- Opening Delimiter -

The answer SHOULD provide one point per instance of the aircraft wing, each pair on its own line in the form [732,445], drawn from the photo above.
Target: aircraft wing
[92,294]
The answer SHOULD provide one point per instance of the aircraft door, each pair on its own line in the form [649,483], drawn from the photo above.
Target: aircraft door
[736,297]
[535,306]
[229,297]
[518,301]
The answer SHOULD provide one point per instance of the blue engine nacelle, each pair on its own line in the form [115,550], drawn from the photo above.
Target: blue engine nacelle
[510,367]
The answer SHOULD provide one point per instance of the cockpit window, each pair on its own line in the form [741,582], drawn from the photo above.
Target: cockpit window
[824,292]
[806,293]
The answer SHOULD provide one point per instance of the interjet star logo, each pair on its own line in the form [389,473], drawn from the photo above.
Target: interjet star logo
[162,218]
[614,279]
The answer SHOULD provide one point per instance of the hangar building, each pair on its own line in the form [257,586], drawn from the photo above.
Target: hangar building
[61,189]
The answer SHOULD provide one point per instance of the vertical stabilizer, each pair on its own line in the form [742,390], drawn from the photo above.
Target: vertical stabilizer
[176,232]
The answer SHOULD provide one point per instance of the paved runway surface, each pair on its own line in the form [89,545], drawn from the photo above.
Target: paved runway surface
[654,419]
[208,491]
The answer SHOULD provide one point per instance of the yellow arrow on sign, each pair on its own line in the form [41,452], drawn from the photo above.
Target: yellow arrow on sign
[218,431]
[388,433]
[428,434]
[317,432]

- Closing Delimiter -

Gather each line in the entries above where the string "instance" is found.

WRITTEN ANSWER —
The answer SHOULD provide one point per instance of the aircraft wing, each pair on its own line in the form [732,445], drawn from the photo above.
The answer SHOULD provide one point per instance of the aircraft door, each pair on its own line in the form [649,483], drawn from the photo above.
The answer SHOULD provide one point per instance of the blue engine nacelle, each pair on its own line in the form [115,550], drawn from the photo above.
The answer SHOULD provide one point per instance of the cockpit window, each pair on its own line in the form [741,582], drawn from the photo above.
The answer SHOULD provide one point per instance of the interjet star logo, each pair on its own line in the form [389,473], drawn from the photo above.
The answer SHOULD provide one point per instance of the hangar building, each pair on its own line in the form [257,586], drawn from the photo above.
The answer SHOULD provide one point per instance of the vertical stabilizer, each pair on its own line in the form [742,390], drawn from the photo above.
The answer SHOULD provide one point per instance of the paved runway surface, each pair on its own line in the form [89,545], drawn from the photo above.
The answer SHOULD provide one point per instance of the yellow arrow on sign, each pair on its own line in the form [41,452], drawn from the photo above.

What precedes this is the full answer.